What to do:
Update the swscale redesign post from "[FFmpeg-devel] [RFC] New" up to and including "special conversion steps." by replacing each "swscale" with "libswscale".

Page extract:

— begin —

[FFmpeg-devel] [RFC] New swscale internal design prototype

Sun Mar 9 00:53:42 EET 2025

Hi all,

for the past two months, I have been working on a prototype for a radical
redesign of the swscale internals, specifically the format handling layer.
This includes, or will eventually expand to include, all format input/output
and unscaled special conversion steps.

I am not yet at a point where the new code can replace the scaling kernels,
but for the time being, we could start usaing it for the simple unscaled cases,
in theory, right away.

Rather than repeating my entire design document here, I opted to collect my
notes into a design document on my WIP branch:

https://github.com/haasn/FFmpeg/blob/swscale3/doc/swscale-v2.txt

I have spent the past week or so ironing out the last kinks and extensively
benchmarking the new design at least on x86, and it is generally a roughly 1.9x
improvement over the existing unscaled special converters across the board,
before even adding any hand written ASM. (This speedup is *just* using the
less-than-optimal compiler output from my reference C code!)

In some cases we even measure ~3-4x or even ~6x speedups, especially those
where swscale does not currently have hand written SIMD. Overall:

cpu: 16-core AMD Ryzen Threadripper 1950X
gcc 14.2.1:
   single thread:
     Overall speedup=1.887x faster, min=0.250x max=22.578x
   multi thread:
     Overall speedup=1.657x faster, min=0.190x max=87.972x

(The 0.2x slowdown cases are for rgb8/gbr8 input, which requires LUT support
 for efficient decoding, but I wanted to focus on the core operations first
 before worrying about adding LUT-based optimizations to the design)

I am (almost) ready to begin moving forwards with this design, merging it into
swscale and using it at least for unscaled format conversions, XYZ decoding,
colorspace transformations (subsuming the existing, horribly unoptimized,
3DLUT layer), gamma transformations, and so on.

I wanted to post it here to gather some feedback on the approach. Where does
it fall on the "madness" scale? Is the new operations and optimizer design
comprehensible? Am I trying too hard to reinvent compilers? Are there any
platforms where the high number of function calls per frame would be
probitively expensive? What are the thoughts on the float-first approach? See
also the list of limitations and improvement ideas at the bottom of my design
document.

Thanks for your time,
Niklas

— end —

Stored records:
— begin —

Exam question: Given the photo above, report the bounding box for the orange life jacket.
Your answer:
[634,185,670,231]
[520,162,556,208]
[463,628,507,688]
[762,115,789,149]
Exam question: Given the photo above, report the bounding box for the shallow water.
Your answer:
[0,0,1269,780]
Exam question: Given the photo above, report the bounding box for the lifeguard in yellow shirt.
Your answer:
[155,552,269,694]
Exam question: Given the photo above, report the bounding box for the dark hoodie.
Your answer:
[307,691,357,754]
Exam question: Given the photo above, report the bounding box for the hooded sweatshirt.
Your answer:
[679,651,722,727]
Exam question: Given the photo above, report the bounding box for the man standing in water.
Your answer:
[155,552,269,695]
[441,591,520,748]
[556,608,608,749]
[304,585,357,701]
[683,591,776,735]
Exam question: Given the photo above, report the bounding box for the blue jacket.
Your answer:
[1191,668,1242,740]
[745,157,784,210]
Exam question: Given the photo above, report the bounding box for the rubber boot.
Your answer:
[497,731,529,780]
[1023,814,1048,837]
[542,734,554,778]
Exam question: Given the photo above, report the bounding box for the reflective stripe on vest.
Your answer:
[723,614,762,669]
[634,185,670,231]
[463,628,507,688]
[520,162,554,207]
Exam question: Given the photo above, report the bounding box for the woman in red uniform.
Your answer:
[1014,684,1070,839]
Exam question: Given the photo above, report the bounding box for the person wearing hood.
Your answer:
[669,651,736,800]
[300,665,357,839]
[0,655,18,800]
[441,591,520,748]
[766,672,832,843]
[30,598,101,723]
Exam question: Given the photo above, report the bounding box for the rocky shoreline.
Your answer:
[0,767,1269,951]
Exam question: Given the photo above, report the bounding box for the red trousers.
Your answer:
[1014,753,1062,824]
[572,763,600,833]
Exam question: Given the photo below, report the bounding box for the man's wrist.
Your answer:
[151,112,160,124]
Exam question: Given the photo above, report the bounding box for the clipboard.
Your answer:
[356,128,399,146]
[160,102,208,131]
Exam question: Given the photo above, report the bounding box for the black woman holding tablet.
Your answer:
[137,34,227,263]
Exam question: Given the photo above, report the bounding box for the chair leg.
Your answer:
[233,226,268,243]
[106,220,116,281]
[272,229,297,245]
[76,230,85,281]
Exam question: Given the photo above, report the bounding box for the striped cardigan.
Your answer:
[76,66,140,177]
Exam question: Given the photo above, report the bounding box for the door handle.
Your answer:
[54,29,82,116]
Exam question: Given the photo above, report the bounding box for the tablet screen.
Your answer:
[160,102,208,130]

— end —

Finished exercise:
[FFmpeg-devel] [RFC] New libswscale internal design prototype

Sun Mar 9 00:53:42 EET 2025

Hi all,

for the past two months, I have been working on a prototype for a radical
redesign of the libswscale internals, specifically the format handling layer.
This includes, or will eventually expand to include, all format input/output
and unscaled special conversion steps.